▸ Written request
Give back exactly the lines from the one containing "man in white" through the end of the records, including both, and no others.

####################

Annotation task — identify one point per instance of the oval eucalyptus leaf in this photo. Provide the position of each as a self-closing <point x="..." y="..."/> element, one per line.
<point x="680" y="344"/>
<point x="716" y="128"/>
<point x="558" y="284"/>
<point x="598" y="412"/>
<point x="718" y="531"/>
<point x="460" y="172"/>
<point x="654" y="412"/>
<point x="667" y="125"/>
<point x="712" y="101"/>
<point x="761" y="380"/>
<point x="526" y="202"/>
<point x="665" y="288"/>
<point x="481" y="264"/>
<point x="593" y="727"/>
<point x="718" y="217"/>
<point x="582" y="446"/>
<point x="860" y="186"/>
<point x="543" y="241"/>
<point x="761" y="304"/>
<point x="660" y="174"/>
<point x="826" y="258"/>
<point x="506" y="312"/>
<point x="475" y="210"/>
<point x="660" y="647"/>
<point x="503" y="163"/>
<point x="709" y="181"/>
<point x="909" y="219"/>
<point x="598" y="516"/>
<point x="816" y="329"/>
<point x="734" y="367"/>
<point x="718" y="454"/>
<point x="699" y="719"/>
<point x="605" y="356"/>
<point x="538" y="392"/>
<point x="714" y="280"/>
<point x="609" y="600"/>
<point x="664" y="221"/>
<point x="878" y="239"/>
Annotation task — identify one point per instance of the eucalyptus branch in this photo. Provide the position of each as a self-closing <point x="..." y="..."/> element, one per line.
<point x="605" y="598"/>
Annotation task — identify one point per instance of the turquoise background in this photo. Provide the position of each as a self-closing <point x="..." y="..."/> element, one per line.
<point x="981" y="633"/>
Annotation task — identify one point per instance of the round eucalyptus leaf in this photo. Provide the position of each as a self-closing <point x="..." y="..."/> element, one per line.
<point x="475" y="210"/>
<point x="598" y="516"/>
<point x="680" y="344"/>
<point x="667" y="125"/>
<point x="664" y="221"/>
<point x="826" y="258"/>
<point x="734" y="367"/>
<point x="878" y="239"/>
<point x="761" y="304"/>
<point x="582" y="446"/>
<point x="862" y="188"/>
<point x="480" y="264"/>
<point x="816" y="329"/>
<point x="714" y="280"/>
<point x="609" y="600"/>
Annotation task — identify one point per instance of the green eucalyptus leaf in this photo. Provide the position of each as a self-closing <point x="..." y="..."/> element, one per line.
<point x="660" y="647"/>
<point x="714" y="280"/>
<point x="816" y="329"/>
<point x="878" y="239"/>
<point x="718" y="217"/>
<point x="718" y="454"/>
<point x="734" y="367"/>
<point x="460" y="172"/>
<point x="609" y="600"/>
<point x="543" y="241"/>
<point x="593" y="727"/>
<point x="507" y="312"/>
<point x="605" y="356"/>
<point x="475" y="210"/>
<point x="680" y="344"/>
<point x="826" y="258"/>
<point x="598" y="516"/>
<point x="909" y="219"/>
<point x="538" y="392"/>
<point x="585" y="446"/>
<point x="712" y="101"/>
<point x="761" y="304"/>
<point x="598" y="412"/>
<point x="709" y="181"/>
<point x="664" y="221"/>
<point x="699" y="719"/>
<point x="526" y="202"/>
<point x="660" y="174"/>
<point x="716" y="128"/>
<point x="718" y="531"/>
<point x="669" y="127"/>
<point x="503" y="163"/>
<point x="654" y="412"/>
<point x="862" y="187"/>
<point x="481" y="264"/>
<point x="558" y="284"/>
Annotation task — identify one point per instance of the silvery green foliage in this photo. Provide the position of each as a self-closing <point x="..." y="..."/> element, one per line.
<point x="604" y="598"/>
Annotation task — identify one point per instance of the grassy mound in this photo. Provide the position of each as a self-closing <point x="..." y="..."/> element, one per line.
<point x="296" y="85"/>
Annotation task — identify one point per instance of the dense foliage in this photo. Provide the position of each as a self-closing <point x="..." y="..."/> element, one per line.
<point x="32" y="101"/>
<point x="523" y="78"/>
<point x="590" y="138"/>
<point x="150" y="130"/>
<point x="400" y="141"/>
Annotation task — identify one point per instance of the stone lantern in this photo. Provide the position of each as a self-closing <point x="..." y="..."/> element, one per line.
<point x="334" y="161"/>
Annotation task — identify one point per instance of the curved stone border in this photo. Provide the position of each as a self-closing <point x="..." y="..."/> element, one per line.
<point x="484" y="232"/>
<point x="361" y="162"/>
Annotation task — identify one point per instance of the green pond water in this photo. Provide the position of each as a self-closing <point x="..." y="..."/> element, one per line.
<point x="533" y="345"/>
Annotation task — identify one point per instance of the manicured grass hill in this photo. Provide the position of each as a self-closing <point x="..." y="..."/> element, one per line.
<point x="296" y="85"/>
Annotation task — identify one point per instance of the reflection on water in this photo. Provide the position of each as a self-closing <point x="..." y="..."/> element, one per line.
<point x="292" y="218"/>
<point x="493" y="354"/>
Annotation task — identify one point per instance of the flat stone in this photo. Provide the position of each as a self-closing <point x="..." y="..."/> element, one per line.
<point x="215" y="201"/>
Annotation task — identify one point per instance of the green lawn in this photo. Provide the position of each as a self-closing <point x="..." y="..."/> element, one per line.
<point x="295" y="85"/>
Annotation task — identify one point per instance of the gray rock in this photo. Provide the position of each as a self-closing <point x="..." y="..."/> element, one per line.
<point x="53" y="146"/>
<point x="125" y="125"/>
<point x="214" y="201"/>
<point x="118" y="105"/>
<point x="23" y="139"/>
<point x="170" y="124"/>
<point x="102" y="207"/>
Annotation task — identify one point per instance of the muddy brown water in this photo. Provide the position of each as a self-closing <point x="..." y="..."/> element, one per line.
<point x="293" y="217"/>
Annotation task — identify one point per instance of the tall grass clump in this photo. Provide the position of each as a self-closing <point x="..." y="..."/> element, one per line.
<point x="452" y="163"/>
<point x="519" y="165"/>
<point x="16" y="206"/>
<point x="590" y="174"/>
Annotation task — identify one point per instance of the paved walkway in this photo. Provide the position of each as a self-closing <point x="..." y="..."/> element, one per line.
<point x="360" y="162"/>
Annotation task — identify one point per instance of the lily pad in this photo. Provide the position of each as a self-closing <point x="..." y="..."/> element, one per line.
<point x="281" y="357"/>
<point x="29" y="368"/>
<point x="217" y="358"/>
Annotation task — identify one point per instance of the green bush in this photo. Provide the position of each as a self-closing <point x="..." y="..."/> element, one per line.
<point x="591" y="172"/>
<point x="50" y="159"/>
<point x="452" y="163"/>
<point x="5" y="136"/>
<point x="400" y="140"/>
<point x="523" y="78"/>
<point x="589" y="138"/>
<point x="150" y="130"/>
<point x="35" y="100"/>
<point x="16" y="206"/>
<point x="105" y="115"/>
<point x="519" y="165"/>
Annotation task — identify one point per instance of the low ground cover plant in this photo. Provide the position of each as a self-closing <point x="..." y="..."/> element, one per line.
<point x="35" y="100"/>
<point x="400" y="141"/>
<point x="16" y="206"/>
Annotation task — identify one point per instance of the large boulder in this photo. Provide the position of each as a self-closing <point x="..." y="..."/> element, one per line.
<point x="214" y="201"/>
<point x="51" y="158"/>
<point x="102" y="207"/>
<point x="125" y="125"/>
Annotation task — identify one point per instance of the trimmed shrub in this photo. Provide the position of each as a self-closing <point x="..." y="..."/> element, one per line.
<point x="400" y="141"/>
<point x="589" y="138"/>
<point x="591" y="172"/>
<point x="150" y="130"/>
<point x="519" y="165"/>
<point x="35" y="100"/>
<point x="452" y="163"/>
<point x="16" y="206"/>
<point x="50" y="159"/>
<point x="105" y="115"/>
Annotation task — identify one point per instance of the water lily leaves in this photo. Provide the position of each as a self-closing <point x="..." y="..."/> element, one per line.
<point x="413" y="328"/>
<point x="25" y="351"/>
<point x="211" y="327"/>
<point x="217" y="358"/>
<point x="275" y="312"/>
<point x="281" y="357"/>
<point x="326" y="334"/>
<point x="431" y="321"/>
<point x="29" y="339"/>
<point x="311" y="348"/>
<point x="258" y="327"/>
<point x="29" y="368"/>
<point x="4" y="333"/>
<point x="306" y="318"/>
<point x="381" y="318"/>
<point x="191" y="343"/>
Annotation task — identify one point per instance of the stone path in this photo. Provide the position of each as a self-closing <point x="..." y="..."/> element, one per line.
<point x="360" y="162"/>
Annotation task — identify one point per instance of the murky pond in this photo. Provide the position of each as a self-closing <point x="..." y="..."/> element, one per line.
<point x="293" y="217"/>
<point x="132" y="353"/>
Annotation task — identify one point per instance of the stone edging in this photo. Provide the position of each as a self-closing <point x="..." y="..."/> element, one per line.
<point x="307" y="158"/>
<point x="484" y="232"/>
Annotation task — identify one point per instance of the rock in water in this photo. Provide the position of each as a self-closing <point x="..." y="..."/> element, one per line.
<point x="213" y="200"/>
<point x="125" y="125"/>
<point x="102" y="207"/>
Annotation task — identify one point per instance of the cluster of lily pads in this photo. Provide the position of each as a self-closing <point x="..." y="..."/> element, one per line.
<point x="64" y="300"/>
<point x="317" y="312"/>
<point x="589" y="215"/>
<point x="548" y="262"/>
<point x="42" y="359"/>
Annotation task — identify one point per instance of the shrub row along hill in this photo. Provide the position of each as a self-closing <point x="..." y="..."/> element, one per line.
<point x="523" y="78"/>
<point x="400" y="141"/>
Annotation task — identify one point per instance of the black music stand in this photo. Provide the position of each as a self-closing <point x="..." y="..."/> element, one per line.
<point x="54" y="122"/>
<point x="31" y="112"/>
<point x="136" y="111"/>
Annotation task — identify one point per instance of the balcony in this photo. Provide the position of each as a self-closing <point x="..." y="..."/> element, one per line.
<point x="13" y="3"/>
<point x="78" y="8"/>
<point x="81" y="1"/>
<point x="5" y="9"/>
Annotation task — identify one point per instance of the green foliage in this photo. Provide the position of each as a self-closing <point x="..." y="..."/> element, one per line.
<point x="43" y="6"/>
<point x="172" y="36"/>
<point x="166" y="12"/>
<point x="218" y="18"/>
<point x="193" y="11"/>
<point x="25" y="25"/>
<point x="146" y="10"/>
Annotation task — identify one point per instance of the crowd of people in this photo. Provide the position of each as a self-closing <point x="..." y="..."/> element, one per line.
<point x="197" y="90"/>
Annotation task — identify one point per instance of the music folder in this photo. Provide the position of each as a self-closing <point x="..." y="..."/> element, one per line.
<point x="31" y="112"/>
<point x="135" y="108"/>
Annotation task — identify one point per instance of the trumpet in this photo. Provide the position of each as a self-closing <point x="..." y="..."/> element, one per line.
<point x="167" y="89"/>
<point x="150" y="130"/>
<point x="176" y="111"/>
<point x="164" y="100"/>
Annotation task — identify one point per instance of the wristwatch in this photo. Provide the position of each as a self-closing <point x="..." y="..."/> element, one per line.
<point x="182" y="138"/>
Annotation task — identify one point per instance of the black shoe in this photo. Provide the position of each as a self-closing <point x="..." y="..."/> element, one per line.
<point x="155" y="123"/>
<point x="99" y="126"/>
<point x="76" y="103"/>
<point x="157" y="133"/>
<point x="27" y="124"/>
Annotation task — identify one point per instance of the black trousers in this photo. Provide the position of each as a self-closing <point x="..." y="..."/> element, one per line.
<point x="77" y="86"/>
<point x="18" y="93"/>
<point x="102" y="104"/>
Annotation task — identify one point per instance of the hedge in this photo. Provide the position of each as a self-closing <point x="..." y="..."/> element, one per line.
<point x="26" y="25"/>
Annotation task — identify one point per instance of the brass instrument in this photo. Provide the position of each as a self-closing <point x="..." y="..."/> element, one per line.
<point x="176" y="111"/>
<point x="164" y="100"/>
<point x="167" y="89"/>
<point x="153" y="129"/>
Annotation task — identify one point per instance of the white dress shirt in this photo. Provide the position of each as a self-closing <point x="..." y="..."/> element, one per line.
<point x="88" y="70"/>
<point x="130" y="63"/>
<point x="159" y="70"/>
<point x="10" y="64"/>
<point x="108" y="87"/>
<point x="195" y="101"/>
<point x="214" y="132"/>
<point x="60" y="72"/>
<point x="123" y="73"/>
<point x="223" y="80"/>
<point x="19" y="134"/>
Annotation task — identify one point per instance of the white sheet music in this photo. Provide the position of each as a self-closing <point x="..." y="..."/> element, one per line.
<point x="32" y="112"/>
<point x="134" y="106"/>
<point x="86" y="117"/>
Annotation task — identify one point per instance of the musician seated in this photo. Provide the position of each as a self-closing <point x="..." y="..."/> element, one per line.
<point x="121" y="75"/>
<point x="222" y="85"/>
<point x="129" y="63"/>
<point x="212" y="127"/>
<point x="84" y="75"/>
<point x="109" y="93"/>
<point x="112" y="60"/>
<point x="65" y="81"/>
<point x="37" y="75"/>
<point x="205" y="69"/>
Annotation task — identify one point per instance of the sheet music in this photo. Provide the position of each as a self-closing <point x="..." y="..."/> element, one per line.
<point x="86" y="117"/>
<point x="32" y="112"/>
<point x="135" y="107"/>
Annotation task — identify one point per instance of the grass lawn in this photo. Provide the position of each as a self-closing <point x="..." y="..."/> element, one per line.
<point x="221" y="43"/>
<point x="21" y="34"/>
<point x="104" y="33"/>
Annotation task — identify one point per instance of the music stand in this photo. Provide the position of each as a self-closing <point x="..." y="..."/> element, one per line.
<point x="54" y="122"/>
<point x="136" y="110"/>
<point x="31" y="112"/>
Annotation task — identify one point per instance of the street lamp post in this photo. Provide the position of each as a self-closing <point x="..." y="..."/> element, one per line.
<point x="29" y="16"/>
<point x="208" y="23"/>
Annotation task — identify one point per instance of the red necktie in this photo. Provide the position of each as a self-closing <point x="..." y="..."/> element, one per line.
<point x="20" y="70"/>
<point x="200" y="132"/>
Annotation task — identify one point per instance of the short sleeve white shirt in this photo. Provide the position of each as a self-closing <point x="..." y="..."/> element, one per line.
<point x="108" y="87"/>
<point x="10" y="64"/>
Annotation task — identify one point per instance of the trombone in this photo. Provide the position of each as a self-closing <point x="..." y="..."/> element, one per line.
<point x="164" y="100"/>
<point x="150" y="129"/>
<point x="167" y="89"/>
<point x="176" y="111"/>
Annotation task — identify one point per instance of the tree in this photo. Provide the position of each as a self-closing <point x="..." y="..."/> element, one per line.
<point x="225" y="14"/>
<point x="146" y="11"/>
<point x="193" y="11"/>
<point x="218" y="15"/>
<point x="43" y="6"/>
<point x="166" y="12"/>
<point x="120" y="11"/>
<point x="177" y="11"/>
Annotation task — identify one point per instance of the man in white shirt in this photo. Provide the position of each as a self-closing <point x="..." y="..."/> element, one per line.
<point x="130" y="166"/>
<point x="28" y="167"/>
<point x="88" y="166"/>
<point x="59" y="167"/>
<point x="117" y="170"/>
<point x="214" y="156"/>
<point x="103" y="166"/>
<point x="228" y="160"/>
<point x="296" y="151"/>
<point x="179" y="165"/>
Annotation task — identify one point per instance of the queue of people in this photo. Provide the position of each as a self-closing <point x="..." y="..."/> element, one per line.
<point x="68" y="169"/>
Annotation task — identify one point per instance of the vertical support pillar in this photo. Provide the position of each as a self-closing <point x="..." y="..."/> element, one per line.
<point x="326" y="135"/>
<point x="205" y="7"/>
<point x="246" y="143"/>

####################

▸ Finished task
Annotation task — identify one point per instance of the man in white shirt in this photo. Provide the position of each as a self-closing <point x="..." y="..."/> element, one per line.
<point x="130" y="166"/>
<point x="28" y="167"/>
<point x="88" y="166"/>
<point x="59" y="167"/>
<point x="117" y="170"/>
<point x="214" y="156"/>
<point x="103" y="166"/>
<point x="228" y="160"/>
<point x="296" y="151"/>
<point x="179" y="165"/>
Annotation task — identify one point per instance of the queue of people in this photo. Provide the position of each as a self-closing <point x="..." y="..."/> element, one per line.
<point x="68" y="169"/>
Annotation task — identify one point per instance of the vertical support pillar in this photo. Provide the position of each as a self-closing <point x="..." y="..."/> element, one per line.
<point x="326" y="135"/>
<point x="205" y="7"/>
<point x="246" y="143"/>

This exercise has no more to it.